[Pointing dataset entries]
- - - - - - -
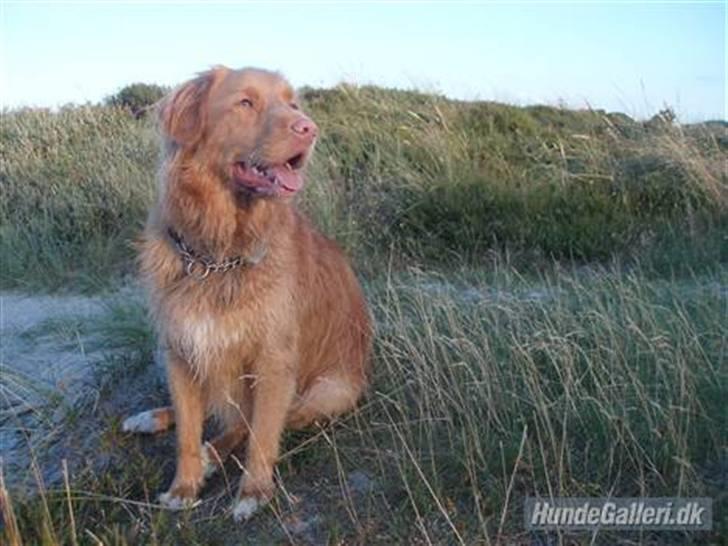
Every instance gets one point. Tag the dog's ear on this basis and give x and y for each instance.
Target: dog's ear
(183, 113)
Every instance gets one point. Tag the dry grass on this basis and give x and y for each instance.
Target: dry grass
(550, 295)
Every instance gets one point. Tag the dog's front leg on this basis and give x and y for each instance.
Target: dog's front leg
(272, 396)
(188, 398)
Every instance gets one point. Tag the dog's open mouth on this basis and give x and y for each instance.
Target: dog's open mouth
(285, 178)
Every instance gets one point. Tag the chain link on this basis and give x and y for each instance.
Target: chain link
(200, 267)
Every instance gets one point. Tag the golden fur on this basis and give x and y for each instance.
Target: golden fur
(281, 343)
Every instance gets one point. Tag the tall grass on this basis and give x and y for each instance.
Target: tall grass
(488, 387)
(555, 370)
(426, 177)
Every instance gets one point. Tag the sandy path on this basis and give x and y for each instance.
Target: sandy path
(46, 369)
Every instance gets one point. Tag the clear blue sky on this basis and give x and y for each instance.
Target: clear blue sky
- - - - - - -
• Task description
Please give every line of the entries above as a JSON list of strings, one string per line, with blank lines left out. Leave the pictures out of your answer.

• Written response
[
  "Every instance gets one point. Tag the dog's ear on this basis and give x and y for each instance.",
  "Target: dog's ear",
  "(183, 113)",
  "Every instance gets one point. Tag the dry grass on this basis and give x and y for each instance.",
  "Target: dry grass",
  "(550, 295)",
  "Every instance gets one point. Tag the dog's front leg on this basis and give x and y for each instance.",
  "Target: dog's front leg",
  "(272, 396)",
  "(188, 398)",
  "Every instance gets one point. Tag the dog's open mouth on this basis and give x and y for each instance.",
  "Target: dog's open mouth",
  "(285, 178)",
  "Every instance gets one point. Tag the chain link on this basis and give x and y for each instance.",
  "Target: chain link",
  "(200, 267)",
  "Every instance gets one point. Tag the golden fur on this basis and give x and y for each instance.",
  "Target: golden fur",
  "(281, 343)",
  "Every instance gets one point. Tag the tall grass on this basis and give x and y for each instance.",
  "Target: tall grass",
  "(488, 387)",
  "(555, 370)",
  "(426, 177)",
  "Every instance gets one point. Tag the sandy path on this basis and give x and y for each instance.",
  "Target: sandy path",
  "(46, 369)",
  "Every instance gets one point. Tag the clear blue sky on this basis and give x and y for each instance.",
  "Target: clear blue sky"
]